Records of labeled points

********

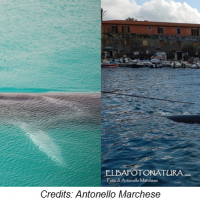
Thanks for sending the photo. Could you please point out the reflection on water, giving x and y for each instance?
(136, 135)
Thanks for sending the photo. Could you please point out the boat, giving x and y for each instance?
(112, 65)
(191, 119)
(176, 64)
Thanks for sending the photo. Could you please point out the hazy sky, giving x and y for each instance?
(187, 11)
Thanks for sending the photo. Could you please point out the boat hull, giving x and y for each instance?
(111, 65)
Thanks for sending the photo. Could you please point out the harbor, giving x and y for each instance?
(136, 131)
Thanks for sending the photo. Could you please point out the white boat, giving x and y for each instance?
(175, 64)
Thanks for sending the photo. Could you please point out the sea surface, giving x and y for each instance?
(136, 135)
(49, 47)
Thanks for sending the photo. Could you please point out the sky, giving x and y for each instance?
(187, 11)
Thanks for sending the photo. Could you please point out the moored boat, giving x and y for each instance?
(109, 65)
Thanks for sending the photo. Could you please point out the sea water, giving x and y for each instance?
(49, 46)
(137, 135)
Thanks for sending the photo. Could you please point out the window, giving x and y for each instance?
(178, 31)
(195, 32)
(179, 43)
(160, 30)
(161, 42)
(114, 29)
(125, 29)
(145, 42)
(126, 41)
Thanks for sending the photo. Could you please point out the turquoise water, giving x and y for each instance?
(48, 46)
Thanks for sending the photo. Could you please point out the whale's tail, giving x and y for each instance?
(44, 142)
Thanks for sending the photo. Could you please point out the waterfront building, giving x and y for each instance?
(128, 37)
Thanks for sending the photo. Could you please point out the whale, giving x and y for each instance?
(191, 119)
(36, 113)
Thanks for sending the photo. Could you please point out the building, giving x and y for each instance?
(146, 37)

********

→ GIVEN PROBLEM:
Please write out all the lines above again, swapping every "boat" for "vessel" and changing nothing else. Leave the pictures out.

→ FULL RESPONSE:
Thanks for sending the photo. Could you please point out the reflection on water, giving x and y for each instance?
(136, 135)
Thanks for sending the photo. Could you please point out the vessel, giving x and y for each instance?
(112, 65)
(191, 119)
(176, 64)
Thanks for sending the photo. Could you please point out the hazy sky, giving x and y for each instance?
(187, 11)
Thanks for sending the photo. Could you please point out the vessel hull, giving x and y for each instance?
(111, 65)
Thanks for sending the photo. Could you please point out the harbor, giving x and y for each instance?
(136, 131)
Thanks for sending the photo. Could you please point out the white vessel, giving x and y for each instance?
(175, 64)
Thanks for sending the photo. Could you please point out the sea surface, giving x and y for each instance?
(136, 135)
(49, 47)
Thanks for sending the photo. Could you please point out the sky, giving x and y for each instance?
(187, 11)
Thanks for sending the photo. Could you please point out the moored vessel, giving x and y for each instance?
(109, 65)
Thanks for sending the photo. Could you please point out the sea water, giving x and y for each instance?
(49, 46)
(137, 135)
Thanks for sending the photo. Could you please point out the window, giving x and y for each instance?
(178, 31)
(195, 32)
(179, 43)
(160, 30)
(161, 42)
(114, 29)
(125, 29)
(145, 42)
(126, 41)
Thanks for sending the photo. Could you please point out the turquoise water, giving x and y for each instance?
(48, 46)
Thanks for sending the photo. Could you please point out the whale's tail, giving x and y for each instance?
(44, 142)
Thanks for sending the photo. Could you please point out the waterfront building, giving x and y for each instance?
(128, 37)
Thanks for sending the photo. Could you please point out the whale, giving x and y for each instance?
(191, 119)
(36, 113)
Thanks for sending the photo. Could you please point out the building, giving x and y for each instance?
(146, 37)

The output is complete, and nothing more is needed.